__Text section__.

LFD Book Forum  

Go Back   LFD Book Forum > Course Discussions > Online LFD course > Homework 2

Reply
 
Thread Tools Display Modes
  #1  
Old 07-18-2012, 02:05 AM
itooam itooam is offline
Senior Member
 
Join Date: Jul 2012
Posts: 100
Default Hoeffding’s inequality

I really struggled to understand Hoeffding’s inequality in the lectures and now we have a question on it so I really would like to understand. Please can anybody help?...

P[|Ein(g) − Eout(g)| > epsilon] ≤ ...

My questions are:
1) from the lectures I understood Eout(g) to be the "true" error (if you had access to the full population of data). In reality, when we are applying a machine learning technique, we do so because we have limited data and therefore I fail to understand how this formula can be applied? Perhaps I misunderstood, perhaps Eout is the error found from a seperate set of data (not from the whole population)? I.e., I have learn't elswehere that it is a good idea when "learning from data" to have a training set, a cross validation set and a test set. Maybe Eout actually refers to the cross validation set?

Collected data
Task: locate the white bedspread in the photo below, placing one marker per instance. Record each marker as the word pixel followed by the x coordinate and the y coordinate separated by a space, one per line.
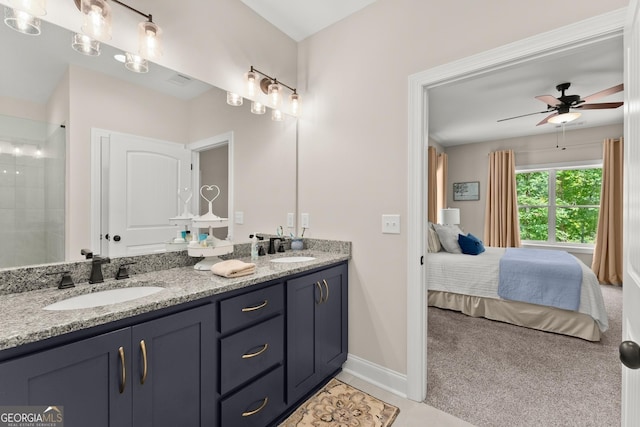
pixel 478 275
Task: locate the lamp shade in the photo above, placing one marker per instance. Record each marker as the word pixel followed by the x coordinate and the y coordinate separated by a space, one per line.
pixel 450 216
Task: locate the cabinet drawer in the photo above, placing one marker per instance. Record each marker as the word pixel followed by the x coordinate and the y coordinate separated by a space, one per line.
pixel 246 354
pixel 257 404
pixel 247 308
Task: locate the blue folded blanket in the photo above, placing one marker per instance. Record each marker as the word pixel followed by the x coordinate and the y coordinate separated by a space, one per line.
pixel 538 276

__Set task__. Reproduce the forum thread on Hoeffding’s inequality from "Join Date: Jul" to "can anybody help?...", substituting "lessons" for every "lectures".

__The result__.
Join Date: Jul 2012
Posts: 100
Default Hoeffding’s inequality

I really struggled to understand Hoeffding’s inequality in the lessons and now we have a question on it so I really would like to understand. Please can anybody help?...